» **ASSIGNMENT**: The expected output is each line below containing "every", copied in full.

» **SUPPLIED DATA**:

Segment Open

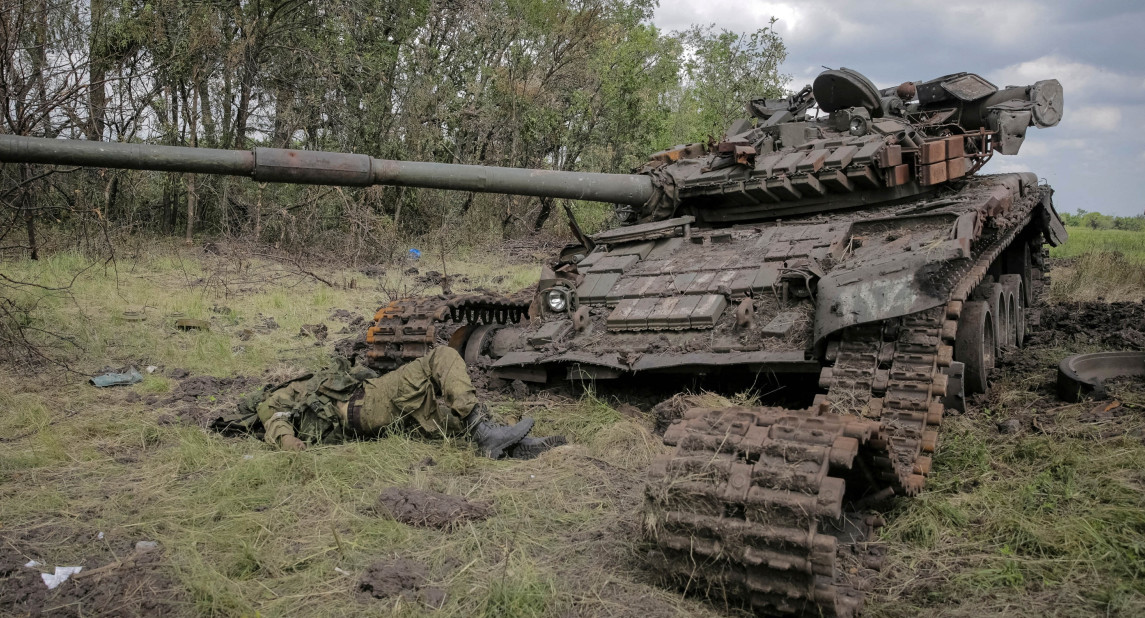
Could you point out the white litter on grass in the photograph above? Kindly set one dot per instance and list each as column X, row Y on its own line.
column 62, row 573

Segment Closed
Segment Open

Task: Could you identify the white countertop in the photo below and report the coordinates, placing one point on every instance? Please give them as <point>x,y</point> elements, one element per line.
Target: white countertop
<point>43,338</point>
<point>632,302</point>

Segment Closed
Segment Open

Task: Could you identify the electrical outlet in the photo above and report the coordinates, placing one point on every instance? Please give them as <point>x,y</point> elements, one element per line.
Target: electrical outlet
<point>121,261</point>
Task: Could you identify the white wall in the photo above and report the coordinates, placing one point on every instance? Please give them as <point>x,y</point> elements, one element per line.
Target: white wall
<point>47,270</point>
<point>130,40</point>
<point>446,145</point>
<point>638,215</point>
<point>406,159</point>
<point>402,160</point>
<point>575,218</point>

Segment Closed

» **OUTPUT FOR THIS EXERCISE**:
Task: Could you identify the white countertop in the photo below and report the coordinates, placing one point on every instance? Please give them as <point>x,y</point> elements, one element per line.
Task: Could you identify the electrical outlet in the photo above and report the coordinates, placing one point on every instance? Please give them as <point>x,y</point> elements, one element per line.
Task: Could you identify the white wall in the photo above and report the coordinates, placing one point on every instance? Please give them as <point>x,y</point> elements, one element per line.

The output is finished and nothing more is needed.